Anne: I tried to explain to him [Adam] that it wasn't the way he thought it was.
Jack: How was it, Anne? You tell me.
Anne: He hit me, Jack. My own brother, he hit me.
Jack: Your brother's an old-fashioned man. He believes in his sister's honor. Me, I'm a modern man, the 20th-century type, I run.
Anne: I'm frightened, Jack.
Jack: For who, your brother or Willie?
Anne: We're through.
Jack: Who's through with who?
Anne: He called me this afternoon. He's going back to Lucy. He said it was better this way.
Jack: Better for who, him?
Anne: Both of us.
Jack: Did he tell you that too when he asked you to betray the judge? At least I walked out on him.
Anne: Oh Jack, help me, please! Please! Adam's all I've got left now. Oh Jack, if you ever loved me.
Jack: If I ever loved you? I'll go find Adam.

In the final memorable scene, the state capital building is mobbed and surrounded by legions of intimidating supporters loudly shouting out their encouragement for Stark. The people's triumphant hero is inside defending himself during the impeachment hearings. The public-address system is used to encourage the mob to remain in place until the proceedings have concluded. The results of the balloting later that evening determine that Willie has again beaten an impeachment rap. The unscrupulous Stark emerges on the front steps to deliver a boisterous victory speech to the idolatrous crowd:

They tried to ruin me but they are ruined. They tried to ruin me, because they did not like what I have done. Do you like what I have done? (The mob cheers wildly.) Remember, it is not I who have won, but you. Your will is my strength, and your need is my justice, and I shall live in your right and your will. And if any man tries to stop me from fulfilling that right and that will, I'll break him. I'll break him with my bare hands, for I have the strength of many.

## Data
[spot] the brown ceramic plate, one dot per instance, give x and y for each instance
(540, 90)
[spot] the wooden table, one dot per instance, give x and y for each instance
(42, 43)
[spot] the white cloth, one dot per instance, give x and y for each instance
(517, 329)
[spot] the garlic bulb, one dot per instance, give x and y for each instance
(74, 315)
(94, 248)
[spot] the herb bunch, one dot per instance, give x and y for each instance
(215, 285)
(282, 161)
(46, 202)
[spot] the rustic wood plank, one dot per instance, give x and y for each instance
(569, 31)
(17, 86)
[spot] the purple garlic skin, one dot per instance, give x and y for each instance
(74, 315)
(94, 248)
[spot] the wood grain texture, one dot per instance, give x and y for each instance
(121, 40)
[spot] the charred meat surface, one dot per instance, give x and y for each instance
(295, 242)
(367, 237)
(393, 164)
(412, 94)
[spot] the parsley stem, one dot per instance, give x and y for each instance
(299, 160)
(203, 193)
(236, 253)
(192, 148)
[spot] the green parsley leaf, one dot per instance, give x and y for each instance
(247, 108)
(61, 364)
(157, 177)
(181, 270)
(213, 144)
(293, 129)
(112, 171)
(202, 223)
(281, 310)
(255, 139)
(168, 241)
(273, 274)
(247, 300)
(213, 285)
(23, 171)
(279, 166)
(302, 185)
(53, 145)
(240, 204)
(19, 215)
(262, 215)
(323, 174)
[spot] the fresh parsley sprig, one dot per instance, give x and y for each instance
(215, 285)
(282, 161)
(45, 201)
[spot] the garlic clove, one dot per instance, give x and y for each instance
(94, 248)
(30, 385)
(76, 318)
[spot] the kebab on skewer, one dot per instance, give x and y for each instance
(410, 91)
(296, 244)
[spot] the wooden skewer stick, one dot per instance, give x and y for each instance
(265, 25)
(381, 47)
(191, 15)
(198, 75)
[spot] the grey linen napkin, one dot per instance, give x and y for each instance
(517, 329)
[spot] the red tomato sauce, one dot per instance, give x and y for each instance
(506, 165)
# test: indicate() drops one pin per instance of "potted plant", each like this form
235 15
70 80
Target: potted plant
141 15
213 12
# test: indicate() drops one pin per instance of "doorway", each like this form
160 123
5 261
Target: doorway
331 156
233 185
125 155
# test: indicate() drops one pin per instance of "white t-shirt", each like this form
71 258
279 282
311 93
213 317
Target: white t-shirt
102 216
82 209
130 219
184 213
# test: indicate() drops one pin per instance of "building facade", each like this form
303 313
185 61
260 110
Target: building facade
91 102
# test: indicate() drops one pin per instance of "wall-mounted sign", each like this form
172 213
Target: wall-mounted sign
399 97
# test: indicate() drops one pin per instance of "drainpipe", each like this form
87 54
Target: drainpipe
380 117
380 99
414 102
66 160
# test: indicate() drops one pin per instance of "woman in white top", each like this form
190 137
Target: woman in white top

## Assignment
Write out the part of the Willie Stark text starting with "Anne: He hit" and going on through "brother or Willie?", word for word.

## Answer to this task
Anne: He hit me, Jack. My own brother, he hit me.
Jack: Your brother's an old-fashioned man. He believes in his sister's honor. Me, I'm a modern man, the 20th-century type, I run.
Anne: I'm frightened, Jack.
Jack: For who, your brother or Willie?